A block of data
^^^^^^^^^^^^^^^^
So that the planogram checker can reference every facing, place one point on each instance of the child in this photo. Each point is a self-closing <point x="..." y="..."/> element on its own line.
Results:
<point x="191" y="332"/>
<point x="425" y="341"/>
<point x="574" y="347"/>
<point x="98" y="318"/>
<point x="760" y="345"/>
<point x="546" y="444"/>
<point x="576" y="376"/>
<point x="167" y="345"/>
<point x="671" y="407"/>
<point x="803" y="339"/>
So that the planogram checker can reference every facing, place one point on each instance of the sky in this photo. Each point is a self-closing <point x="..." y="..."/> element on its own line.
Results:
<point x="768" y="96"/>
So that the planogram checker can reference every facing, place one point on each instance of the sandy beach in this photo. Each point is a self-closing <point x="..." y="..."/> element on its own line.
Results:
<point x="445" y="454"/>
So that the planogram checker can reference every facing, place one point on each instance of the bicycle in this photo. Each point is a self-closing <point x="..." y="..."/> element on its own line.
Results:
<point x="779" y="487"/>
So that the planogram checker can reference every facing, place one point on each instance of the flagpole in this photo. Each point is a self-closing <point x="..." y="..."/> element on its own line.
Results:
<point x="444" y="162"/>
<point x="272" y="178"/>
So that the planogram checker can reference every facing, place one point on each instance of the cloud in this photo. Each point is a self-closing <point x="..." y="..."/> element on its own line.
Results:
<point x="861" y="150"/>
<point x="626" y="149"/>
^^^^^^^^^^^^^^^^
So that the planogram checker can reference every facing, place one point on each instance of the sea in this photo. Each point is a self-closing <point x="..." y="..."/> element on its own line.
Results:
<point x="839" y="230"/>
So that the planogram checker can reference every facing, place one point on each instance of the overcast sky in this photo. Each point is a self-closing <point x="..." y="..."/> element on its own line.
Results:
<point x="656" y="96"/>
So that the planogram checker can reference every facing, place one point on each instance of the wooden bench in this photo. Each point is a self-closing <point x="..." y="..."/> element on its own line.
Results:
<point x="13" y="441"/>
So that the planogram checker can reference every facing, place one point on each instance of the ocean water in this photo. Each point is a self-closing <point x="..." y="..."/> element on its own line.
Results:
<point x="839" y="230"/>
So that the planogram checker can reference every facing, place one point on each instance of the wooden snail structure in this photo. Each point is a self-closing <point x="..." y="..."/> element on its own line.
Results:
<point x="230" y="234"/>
^^^^^^^^^^^^^^^^
▶ Prompt
Copy every line of the material above that contains the string "wooden". Treat uppercase and lowercase letters as different.

▶ Solution to the problem
So that the planogram checker can reference every facing, place one point on each instance of the wooden bench in this photo. Each point is a self-closing <point x="..." y="..."/> element on its own line.
So that the planogram checker can reference every facing, place one point on each instance of the wooden snail structure in this photo. Each point is a self-closing <point x="..." y="..."/> element on its own line.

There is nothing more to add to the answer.